Excerpted text:
——————————
And that's not for want of trying.  The amount of bucks given for
work in "status attainment" is enormous, corresponding to the myths
most of us have about the process.

How people got their sense of "merit" or "good performance leading
to better jobs" is also a mystery, unless merit and good performance
are myths passed along to quell rebellion in their absense.  Theories
of "rational myths" are currently a big fad among social scientists.

So the alternative paths proposed by anti-AA people may not have been
fully tried, but on the whole they have been considered and rejected
as insufficient.  AA was never the first choice of anybody, especially
not politicians.  But here the politicians and the civil rights
movement decided to listen to the social scientists for once.

Apologies to all those who were bored by this history.

Tony Wuersch
{amd,amdcad}!cae780!ubvax!tonyw

"The more things stay the same, the more things change!"
	-- some capitalist political philosopher

tan@ihlpg.UUCP (Bill Tanenbaum - AT&T Bell Labs - Naperville IL) (07/01/85)

> That report led to AA precisely because its results suggested that
> the effect of education on career achievements, after taking out
> factors the most important of which was Father's occupation, was
> practically NIL.  No effect, no program.
> 
> Projections based on collected data indicate that improving education
> will not affect racial differences in life career paths AT ALL.  Chris
> Jencks' book, "Who Gets Ahead", refines and fixes these statements some
> more, taking into account new data, but the predictions remain the same:
> improving education will have no effect on the US's racially unequal
> distribution of careers.  Noting the strong effects of father's
> occupations through all this research, overwhelming any school effects,
> Jencks says that the way to redistribute careers is to redistribute
> careers.  Makes sense.  If father's occupation is most of what matters,
> then changing father's occupation will help the children.
> 
> 
> Tony Wuersch
> {amd,amdcad}!cae780!ubvax!tonyw
> 
So, education has no effect on career achievements.  We sure could save 
a lot of money if we just closed all the schools.-)  We could hold a
lottery to see who gets what job.  What could be more unbiased than that!
Seriously, I would be curious if anyone on the net besides Mr. Wuersch
believes this drivel.
-- 
Bill Tanenbaum - AT&T Bell Labs - Naperville IL  ihnp4!ihlpg!tan

carnes@gargoyle.UChicago.UUCP (Richard Carnes) (07/02/85)
——————————
Dataset content:
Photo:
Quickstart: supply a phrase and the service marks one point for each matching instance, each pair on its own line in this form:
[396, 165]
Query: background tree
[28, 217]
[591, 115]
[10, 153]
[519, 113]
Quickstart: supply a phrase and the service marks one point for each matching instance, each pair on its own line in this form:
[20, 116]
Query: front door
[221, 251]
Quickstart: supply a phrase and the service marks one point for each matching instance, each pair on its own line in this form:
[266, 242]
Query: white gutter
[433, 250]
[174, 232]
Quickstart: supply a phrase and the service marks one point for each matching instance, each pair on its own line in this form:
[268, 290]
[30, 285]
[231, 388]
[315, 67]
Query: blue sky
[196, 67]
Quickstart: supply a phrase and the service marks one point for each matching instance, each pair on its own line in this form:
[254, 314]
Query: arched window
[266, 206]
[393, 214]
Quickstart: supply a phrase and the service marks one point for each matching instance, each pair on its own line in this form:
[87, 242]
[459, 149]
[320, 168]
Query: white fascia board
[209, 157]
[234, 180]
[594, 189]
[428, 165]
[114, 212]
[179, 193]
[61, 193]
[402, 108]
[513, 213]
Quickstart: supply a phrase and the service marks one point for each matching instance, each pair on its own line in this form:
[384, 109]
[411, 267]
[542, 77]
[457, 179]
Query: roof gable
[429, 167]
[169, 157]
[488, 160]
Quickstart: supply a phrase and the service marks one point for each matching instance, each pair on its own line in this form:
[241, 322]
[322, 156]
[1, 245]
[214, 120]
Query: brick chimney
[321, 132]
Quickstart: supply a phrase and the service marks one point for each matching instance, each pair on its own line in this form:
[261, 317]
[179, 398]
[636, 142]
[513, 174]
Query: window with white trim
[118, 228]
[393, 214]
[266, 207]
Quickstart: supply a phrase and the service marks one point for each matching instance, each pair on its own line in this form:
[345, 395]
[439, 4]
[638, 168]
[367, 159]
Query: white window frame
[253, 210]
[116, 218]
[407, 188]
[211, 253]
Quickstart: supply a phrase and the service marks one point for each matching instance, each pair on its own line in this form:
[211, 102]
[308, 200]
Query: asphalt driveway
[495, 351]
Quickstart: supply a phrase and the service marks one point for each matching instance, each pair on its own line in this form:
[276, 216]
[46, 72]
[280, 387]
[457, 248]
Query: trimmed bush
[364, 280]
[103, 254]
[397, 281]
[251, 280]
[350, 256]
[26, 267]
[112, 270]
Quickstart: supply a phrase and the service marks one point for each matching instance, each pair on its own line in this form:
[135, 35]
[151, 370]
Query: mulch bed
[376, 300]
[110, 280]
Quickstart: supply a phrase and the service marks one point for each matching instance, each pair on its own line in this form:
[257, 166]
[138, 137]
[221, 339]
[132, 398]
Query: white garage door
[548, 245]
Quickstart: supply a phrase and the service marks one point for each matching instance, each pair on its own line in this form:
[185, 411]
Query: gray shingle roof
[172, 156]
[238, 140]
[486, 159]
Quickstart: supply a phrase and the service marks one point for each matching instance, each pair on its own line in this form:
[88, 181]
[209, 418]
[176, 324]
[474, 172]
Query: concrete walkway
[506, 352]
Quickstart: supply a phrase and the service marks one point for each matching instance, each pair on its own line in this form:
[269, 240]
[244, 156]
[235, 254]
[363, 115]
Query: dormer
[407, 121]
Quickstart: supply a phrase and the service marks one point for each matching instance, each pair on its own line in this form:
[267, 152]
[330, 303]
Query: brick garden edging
——————————
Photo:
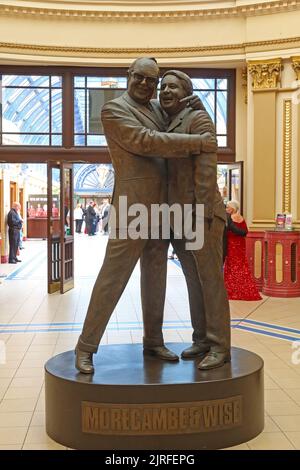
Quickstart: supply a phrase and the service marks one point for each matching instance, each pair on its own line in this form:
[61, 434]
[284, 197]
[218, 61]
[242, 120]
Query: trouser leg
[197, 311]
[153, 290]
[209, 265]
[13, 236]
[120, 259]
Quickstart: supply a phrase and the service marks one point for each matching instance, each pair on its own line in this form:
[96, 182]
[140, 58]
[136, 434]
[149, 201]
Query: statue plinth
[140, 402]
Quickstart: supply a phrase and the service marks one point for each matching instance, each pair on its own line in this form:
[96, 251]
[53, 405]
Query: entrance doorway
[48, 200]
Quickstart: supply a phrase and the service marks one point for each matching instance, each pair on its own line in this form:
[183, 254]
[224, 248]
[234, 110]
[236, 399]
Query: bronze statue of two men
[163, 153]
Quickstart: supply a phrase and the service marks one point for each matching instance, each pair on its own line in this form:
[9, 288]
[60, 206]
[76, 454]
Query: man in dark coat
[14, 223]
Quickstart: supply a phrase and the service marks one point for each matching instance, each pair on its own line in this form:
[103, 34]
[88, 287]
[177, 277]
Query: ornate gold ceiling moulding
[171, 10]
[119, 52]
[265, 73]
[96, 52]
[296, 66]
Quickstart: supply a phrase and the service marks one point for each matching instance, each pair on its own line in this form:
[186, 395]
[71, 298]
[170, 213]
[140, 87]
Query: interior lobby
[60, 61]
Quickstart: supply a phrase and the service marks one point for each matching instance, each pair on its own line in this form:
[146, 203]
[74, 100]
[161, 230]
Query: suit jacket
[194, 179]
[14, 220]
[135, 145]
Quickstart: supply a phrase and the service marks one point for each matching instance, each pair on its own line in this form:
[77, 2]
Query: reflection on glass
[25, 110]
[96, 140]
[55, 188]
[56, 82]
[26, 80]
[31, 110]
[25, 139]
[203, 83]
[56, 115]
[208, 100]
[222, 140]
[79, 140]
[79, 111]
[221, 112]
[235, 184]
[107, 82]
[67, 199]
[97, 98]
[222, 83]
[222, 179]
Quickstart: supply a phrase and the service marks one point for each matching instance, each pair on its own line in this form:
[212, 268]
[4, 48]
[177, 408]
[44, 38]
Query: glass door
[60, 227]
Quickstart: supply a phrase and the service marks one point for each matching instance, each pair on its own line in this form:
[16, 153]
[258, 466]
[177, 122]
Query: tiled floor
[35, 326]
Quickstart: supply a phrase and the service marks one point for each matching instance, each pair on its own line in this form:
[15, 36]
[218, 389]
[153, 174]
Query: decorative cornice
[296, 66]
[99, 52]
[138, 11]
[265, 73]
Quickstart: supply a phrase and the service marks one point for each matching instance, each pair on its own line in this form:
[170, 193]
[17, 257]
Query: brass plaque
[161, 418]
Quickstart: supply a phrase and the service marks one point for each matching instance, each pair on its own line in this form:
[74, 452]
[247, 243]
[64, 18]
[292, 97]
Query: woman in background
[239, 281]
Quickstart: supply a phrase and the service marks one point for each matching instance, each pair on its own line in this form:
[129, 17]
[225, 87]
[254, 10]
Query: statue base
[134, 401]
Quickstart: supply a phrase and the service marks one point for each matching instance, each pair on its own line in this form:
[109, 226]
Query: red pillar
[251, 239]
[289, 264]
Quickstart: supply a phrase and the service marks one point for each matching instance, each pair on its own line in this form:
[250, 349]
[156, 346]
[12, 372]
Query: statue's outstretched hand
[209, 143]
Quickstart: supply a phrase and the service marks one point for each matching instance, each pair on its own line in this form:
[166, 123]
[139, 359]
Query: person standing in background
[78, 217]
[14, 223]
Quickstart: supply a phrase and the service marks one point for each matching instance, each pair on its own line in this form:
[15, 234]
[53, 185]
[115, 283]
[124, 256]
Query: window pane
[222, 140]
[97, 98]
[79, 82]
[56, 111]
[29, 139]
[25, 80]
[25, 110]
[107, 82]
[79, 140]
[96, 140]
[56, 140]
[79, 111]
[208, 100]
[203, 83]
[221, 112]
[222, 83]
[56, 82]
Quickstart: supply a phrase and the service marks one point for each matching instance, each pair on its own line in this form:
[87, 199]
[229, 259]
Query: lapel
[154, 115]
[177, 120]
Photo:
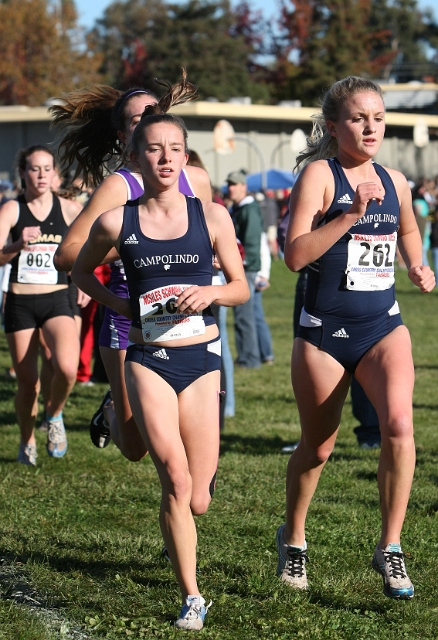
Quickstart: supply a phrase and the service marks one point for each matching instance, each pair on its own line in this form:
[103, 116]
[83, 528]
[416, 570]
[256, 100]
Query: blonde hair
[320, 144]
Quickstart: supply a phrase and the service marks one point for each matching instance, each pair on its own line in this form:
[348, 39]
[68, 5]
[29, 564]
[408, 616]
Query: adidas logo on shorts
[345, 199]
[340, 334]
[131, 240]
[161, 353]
——————————
Work to complete: Continue the affirmative action thread from the point where it stops. The items stand apart from the affirmative action thread and are not part of it.

Written answer:
>> Projections based on collected data indicate that improving education
>> will not affect racial differences in life career paths AT ALL.  Chris
>> Jencks' book, "Who Gets Ahead", refines and fixes these statements some
>> more, taking into account new data, but the predictions remain the same:
>> improving education will have no effect on the US's racially unequal
>> distribution of careers.  Noting the strong effects of father's
>> occupations through all this research, overwhelming any school effects,
>> Jencks says that the way to redistribute careers is to redistribute
>> careers.  Makes sense.  If father's occupation is most of what matters,
>> then changing father's occupation will help the children.
   [T. WUERSCH]
>
>So, education has no effect on career achievements.  We sure could save 
>a lot of money if we just closed all the schools.-)  We could hold a
>lottery to see who gets what job.  What could be more unbiased than that!
>Seriously, I would be curious if anyone on the net besides Mr. Wuersch
>believes this drivel.  [B. TANENBAUM]

Let's beware of setting up straw men in this very complex area.
First, what did the Coleman Report (1965) conclude?  (quoting C.
Jencks):

     -- The physical facilities, the formal curriculums, and most of
	the measurable characteristics of teachers in black and white
	schools were quite similar.

     -- Measured differences in schools' physical facilities, formal
	curriculums, and teacher characteristics had very little
	effect on either black or white students' performance on
	standardized tests.

     -- The one school characteristic that showed a consistent
	relationship to test performance was the one school
	characteristic to which most poor black children had been
	denied access:  classmates from affluent homes.

In effect, the report supported the Supreme Court's judgment in
*Brown* (1954) against "separate but equal":  separate is inherently
unequal.  

What do Jencks et al. conclude in *Who Gets Ahead?*?  Among other
findings:

"Our results suggest that the apparent advantages enjoyed by high
school graduates derive to a significant extent from their prior
characteristics, not from their schooling.  Unless high school
attendance is followed by a college education, its economic value
appears quite modest.  [p. 189]

"We initially asked "Who gets the most desirable jobs?"  Our first
answer was that background exerts a larger influence on economic
outcomes than past research had suggested, accounting for something
like 48% of the variance in occupational status and 15 - 30% of the
variance in annual earnings.  This is as strong an association as
that between education and economic success.  If our aim is to reduce
the impact of being born to one set of parents rather than another,
we still have a long way to go....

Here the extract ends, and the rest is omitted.